[Task instructions]
Reproduce the stretch of the material from the line containing "Question. Indicate each instance of the shorts" through the end of the material, request included. Shift every x and y coordinate in the answers up by 120, leaving the request and its format sample unchanged.

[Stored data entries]
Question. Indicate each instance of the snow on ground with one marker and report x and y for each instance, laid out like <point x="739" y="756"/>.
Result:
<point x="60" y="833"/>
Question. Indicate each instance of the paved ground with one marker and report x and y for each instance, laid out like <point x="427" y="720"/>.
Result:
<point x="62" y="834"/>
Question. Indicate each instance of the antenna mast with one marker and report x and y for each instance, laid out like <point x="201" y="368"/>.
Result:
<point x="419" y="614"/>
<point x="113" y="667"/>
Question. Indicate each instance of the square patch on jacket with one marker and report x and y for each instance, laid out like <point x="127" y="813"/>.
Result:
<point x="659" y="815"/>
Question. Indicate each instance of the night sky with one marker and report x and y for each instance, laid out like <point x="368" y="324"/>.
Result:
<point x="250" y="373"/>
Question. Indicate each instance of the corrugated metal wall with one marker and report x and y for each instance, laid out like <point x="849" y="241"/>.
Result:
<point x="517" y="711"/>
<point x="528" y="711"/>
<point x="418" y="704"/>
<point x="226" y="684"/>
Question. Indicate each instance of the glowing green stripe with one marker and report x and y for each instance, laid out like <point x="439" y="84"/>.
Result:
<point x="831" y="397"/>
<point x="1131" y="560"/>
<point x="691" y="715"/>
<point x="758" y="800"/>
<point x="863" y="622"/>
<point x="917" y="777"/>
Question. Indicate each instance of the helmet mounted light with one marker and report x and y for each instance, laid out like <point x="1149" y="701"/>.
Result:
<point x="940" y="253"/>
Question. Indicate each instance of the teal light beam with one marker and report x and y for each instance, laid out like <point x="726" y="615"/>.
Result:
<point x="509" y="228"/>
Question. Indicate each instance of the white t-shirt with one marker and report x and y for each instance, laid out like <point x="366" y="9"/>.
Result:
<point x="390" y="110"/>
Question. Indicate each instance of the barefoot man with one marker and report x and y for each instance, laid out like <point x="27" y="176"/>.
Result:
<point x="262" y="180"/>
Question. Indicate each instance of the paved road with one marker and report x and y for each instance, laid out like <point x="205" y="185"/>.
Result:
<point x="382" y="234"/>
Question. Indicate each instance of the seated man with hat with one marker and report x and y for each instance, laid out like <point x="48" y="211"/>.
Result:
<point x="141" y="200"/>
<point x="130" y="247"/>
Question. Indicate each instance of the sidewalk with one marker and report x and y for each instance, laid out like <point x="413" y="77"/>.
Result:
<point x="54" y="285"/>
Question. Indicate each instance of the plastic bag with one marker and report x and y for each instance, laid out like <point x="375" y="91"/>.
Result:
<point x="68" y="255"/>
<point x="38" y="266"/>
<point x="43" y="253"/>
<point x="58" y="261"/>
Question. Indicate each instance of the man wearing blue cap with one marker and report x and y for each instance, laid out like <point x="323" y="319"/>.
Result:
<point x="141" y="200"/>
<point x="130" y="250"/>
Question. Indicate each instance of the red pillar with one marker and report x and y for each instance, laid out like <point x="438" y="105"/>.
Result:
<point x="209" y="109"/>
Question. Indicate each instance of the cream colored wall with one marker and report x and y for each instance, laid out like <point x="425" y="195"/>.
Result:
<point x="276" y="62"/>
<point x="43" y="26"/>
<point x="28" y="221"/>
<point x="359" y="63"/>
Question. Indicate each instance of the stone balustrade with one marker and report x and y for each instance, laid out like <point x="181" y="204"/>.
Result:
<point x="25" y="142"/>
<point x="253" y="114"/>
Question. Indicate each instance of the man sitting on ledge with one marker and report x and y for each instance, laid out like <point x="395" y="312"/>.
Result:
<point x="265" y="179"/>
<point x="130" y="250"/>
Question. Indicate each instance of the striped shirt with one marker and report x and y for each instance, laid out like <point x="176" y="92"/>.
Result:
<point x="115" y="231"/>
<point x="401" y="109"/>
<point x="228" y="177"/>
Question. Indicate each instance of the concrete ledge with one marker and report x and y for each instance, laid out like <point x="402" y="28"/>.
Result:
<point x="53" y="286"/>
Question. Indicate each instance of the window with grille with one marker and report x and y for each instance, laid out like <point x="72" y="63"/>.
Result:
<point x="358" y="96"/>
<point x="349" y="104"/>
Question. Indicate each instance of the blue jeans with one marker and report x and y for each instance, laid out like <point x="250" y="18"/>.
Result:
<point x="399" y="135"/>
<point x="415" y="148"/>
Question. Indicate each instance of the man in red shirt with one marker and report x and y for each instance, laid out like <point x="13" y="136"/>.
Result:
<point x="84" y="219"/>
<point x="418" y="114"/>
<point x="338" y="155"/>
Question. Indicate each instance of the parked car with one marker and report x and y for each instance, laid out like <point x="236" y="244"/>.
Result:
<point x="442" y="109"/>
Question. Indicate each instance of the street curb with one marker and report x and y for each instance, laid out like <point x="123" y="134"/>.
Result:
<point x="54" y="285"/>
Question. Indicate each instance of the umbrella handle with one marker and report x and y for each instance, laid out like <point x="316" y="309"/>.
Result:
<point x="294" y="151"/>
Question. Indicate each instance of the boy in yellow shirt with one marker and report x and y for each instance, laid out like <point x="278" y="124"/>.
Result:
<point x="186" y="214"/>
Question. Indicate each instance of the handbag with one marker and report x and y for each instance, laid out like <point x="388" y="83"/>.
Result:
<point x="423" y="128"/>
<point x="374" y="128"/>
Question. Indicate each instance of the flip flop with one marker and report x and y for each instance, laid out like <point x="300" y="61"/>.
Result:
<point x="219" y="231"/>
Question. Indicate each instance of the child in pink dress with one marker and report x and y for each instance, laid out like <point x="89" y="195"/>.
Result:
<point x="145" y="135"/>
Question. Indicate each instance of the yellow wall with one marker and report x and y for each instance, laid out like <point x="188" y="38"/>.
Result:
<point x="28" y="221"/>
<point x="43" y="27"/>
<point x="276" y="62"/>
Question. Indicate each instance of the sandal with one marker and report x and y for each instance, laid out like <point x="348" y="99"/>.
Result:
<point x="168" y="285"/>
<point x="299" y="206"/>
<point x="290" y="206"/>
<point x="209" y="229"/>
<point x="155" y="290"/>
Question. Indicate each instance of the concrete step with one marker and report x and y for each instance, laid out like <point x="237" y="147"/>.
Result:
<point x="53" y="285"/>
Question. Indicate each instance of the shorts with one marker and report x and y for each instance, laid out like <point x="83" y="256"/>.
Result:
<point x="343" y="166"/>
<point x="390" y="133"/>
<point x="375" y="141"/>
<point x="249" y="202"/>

[Result of the exercise]
Question. Indicate each instance of the shorts with one marker and report x and y for each instance, laid out like <point x="83" y="256"/>.
Result:
<point x="463" y="286"/>
<point x="510" y="253"/>
<point x="495" y="261"/>
<point x="369" y="322"/>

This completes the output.